» **Extrait source**:
Almanya – film de Yasemin Samdereli
Cenk Yilmaz, garçonnet de six ans, ne sait plus qui il est, quand il se voit refuser sa participation à un match de football de son école, à la fois, par ses petits camarades turcs et ses camarades allemands. L’incident tombe à pic : son grand-père Hüseyin, arrivé à la fin des années 60 en Allemagne après le millionième immigré turc, prend de court tous les membres de sa famille en annonçant qu’il vient d’acheter une maison de vacances en Turquie, et qu’il compte sur leur présence à ses côtés pour un prochain voyage au pays natal.
Co-écrits par Yasemin et Nesrin Samdereli, deux sœurs d’origine turque, qui se sont largement inspirées des récits familiaux, Almanya a choisi résolument le ton de la comédie pour s’interroger sur ce qui fait l’essence d’une identité. La mise en scène n’épargne donc pas les dialogues truculents ou les astuces humoristiques de scénarios (comme l’invention d’un langage spécial pour les allemands dans les réminiscences du passé de Huseeyin le patriarche, afin de mettre le spectateur dans la peau d’un nouvel arrivant qui ne comprend pas la langue du pays d’accueil), pour évoquer avec légèreté les péripéties de la vie des immigrés. Les réunions familiales donnent la part belle à des scènes de disputes et de réconciliations, où les grandes interrogations existentielles de chacun sont examinées à la loupe de l’autodérision. A dessein, le film a voulu éviter le mélodrame pour conter l’épopée de tous ces travailleurs trucs arrivés par vagues massives à partir de 1964 en Allemagne afin de renflouer une industrie en panne de main-d’œuvre.

» **Consigne écrite 1**: Reprenez le passage de la critique d'Almanya allant de « Almanya – film » jusqu'à « au pays natal. », en remplaçant « maison de vacances » par « résidence secondaire ».

» **Données extraites**:
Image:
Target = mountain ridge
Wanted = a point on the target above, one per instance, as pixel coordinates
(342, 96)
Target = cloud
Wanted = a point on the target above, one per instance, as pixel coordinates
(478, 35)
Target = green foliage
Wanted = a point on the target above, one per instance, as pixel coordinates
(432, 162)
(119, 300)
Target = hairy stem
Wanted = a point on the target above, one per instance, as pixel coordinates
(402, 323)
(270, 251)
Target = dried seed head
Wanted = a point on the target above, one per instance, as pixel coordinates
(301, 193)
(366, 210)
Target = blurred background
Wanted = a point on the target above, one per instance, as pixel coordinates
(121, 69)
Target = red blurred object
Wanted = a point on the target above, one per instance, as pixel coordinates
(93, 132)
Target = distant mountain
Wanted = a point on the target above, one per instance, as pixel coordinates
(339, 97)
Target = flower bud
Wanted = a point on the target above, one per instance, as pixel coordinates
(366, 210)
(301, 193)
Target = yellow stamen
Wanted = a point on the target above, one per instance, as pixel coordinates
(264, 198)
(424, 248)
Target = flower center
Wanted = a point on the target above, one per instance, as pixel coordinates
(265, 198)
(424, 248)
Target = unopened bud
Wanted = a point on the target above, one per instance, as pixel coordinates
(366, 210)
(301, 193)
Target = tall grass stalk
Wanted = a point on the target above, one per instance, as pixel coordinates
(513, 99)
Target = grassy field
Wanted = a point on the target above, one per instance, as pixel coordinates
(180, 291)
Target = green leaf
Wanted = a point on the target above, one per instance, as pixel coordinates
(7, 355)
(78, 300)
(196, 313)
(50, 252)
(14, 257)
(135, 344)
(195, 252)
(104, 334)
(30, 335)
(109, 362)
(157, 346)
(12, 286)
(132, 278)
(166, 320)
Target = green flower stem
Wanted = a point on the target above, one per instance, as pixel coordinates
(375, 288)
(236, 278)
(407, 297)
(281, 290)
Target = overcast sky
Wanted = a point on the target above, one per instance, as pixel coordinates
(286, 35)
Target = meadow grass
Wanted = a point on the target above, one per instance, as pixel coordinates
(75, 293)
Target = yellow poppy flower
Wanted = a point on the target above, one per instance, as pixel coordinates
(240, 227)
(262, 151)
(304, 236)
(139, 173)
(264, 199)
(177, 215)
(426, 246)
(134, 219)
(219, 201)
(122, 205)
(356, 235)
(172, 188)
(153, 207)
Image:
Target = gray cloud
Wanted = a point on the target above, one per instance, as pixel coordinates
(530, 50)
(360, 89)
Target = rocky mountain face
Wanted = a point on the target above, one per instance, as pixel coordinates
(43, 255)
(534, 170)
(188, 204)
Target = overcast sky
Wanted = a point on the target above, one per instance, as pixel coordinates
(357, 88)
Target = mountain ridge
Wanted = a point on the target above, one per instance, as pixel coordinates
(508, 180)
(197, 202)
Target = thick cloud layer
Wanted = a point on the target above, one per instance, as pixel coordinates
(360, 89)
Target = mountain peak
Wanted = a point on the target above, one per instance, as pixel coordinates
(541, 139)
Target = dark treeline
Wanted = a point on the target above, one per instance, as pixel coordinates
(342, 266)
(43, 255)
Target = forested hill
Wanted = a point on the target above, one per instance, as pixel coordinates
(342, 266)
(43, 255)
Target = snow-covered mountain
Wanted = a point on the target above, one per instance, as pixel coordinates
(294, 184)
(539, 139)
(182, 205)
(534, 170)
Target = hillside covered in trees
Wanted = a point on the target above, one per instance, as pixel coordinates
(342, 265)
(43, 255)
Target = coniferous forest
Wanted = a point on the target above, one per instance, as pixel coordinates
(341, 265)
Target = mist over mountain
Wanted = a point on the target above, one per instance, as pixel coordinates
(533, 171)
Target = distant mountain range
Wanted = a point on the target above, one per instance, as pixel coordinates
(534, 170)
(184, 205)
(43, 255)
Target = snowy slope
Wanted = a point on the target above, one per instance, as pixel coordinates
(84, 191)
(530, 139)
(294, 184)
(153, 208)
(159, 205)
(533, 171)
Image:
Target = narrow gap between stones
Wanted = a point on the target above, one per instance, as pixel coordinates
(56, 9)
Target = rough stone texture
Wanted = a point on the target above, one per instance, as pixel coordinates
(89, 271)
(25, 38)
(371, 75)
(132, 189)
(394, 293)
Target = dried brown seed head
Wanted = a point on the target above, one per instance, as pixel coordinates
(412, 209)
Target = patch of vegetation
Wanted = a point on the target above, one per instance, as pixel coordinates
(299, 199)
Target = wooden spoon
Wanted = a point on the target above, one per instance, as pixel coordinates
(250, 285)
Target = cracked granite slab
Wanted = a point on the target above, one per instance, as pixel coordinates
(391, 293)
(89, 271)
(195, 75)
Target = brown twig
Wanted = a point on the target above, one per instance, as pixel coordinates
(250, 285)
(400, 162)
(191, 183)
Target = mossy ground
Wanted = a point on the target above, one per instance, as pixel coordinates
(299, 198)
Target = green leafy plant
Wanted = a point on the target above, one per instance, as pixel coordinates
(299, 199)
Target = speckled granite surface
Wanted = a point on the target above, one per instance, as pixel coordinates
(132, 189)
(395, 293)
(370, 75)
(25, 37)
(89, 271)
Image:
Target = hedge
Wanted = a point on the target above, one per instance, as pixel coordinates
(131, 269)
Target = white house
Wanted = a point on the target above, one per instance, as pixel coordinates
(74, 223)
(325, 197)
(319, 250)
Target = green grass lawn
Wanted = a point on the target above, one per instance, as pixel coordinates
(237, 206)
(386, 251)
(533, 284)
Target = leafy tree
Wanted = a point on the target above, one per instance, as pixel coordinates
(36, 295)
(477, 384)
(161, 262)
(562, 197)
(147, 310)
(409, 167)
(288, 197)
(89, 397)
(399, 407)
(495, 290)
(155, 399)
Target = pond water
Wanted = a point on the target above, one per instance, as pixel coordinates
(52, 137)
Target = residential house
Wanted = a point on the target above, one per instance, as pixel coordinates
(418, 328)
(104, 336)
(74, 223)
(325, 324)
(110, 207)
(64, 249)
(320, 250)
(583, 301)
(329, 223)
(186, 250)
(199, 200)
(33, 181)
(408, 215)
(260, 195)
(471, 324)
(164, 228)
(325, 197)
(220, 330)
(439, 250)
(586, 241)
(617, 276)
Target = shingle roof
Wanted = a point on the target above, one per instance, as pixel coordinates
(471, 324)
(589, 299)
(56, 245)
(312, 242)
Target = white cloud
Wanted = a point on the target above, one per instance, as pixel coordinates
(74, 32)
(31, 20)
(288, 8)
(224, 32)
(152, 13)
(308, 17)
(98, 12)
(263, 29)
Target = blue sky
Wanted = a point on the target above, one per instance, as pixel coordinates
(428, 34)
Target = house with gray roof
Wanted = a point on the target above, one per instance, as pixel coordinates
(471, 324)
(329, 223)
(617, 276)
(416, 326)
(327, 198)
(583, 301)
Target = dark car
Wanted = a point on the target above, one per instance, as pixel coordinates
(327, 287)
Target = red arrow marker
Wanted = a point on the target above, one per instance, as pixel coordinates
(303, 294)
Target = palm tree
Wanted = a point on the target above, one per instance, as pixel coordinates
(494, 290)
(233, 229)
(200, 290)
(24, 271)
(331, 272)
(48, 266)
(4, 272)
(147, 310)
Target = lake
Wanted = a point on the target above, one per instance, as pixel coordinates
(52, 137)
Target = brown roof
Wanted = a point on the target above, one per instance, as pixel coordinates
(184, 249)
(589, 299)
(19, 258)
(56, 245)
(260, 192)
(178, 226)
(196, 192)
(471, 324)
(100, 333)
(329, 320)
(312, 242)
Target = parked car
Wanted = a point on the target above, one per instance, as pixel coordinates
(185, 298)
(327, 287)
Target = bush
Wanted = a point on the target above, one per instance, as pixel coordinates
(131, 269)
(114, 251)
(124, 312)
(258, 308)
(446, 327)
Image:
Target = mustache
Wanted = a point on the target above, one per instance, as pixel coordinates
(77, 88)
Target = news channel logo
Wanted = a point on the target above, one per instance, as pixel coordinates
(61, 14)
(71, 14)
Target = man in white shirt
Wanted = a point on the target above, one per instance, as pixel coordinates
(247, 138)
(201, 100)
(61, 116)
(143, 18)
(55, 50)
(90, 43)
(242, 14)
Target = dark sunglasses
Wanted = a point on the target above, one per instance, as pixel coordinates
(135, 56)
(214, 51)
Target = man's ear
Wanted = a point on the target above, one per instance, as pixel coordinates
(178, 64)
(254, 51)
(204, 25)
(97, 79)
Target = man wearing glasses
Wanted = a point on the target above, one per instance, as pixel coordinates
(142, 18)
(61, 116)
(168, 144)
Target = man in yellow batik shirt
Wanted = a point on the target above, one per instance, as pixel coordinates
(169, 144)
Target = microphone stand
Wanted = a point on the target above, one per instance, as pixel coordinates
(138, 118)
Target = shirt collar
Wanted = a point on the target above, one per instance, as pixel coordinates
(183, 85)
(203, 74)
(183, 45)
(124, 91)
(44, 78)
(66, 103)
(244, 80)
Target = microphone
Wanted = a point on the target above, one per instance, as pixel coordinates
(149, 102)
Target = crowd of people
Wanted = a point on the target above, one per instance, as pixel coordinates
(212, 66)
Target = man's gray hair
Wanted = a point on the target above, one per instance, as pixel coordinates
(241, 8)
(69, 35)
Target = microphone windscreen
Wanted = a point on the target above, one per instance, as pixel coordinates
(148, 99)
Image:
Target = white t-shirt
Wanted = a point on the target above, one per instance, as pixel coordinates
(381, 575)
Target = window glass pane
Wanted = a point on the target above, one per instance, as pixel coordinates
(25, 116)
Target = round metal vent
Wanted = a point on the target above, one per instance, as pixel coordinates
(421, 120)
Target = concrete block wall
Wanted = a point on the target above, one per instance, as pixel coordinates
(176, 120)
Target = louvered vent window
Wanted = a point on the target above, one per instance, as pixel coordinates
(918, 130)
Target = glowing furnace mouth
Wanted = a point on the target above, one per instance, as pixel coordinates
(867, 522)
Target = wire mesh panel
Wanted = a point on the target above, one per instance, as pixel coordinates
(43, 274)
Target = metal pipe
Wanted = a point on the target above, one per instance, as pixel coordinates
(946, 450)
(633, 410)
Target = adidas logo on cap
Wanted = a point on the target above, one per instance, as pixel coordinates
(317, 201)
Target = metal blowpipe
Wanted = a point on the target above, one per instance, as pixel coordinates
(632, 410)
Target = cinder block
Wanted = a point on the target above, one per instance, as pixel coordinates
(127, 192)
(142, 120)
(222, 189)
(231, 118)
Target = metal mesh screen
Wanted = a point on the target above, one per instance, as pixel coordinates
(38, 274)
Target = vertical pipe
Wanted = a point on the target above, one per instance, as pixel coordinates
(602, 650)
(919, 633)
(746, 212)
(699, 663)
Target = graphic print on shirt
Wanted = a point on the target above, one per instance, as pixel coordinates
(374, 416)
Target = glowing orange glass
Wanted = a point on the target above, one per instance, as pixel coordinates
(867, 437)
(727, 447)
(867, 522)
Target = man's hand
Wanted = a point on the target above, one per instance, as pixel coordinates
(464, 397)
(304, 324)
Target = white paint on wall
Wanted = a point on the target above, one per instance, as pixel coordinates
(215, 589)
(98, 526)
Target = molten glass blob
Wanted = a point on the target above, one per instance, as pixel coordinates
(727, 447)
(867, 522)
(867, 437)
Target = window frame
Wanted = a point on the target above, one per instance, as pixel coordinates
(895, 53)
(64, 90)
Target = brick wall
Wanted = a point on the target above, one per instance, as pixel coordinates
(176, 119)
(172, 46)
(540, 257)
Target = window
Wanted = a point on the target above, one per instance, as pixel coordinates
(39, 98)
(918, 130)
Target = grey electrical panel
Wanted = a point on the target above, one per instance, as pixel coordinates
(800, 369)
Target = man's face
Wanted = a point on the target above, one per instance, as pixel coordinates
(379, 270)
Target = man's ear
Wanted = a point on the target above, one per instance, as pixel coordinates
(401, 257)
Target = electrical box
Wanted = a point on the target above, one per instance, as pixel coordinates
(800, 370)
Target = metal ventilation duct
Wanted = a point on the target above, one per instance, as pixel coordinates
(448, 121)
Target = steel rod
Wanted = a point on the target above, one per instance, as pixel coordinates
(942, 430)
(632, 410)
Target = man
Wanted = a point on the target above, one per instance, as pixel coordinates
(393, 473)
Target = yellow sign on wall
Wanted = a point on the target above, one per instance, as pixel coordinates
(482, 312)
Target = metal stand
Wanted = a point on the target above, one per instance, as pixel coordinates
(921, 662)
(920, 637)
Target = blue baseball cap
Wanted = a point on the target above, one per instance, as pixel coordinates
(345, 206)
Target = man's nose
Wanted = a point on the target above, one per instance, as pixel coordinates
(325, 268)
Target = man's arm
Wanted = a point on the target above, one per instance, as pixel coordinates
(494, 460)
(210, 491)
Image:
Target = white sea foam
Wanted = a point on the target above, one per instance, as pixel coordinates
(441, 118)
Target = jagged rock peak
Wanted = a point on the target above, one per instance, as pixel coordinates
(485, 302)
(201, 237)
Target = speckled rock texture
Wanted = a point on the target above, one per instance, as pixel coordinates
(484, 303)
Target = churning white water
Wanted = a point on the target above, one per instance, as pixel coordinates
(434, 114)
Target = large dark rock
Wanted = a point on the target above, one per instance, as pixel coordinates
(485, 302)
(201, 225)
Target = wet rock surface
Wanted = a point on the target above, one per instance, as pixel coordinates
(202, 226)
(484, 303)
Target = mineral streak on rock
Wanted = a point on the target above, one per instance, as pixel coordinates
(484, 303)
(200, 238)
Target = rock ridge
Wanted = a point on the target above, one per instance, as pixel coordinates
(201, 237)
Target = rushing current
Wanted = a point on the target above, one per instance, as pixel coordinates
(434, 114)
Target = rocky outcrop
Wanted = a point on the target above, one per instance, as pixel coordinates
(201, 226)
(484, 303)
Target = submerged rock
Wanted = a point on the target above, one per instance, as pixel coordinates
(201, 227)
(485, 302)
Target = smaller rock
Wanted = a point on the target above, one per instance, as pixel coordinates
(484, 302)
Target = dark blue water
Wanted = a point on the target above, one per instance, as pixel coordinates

» **Consigne écrite 2**: Affichez toutes les lignes des données qui contiennent la chaîne « texture », en tenant compte de la casse.

» **Réponse complète 1**:
Almanya – film de Yasemin Samdereli
Cenk Yilmaz, garçonnet de six ans, ne sait plus qui il est, quand il se voit refuser sa participation à un match de football de son école, à la fois, par ses petits camarades turcs et ses camarades allemands. L’incident tombe à pic : son grand-père Hüseyin, arrivé à la fin des années 60 en Allemagne après le millionième immigré turc, prend de court tous les membres de sa famille en annonçant qu’il vient d’acheter une résidence secondaire en Turquie, et qu’il compte sur leur présence à ses côtés pour un prochain voyage au pays natal.

» **Réponse complète 2**:
Target = rough stone texture
Target = speckled rock texture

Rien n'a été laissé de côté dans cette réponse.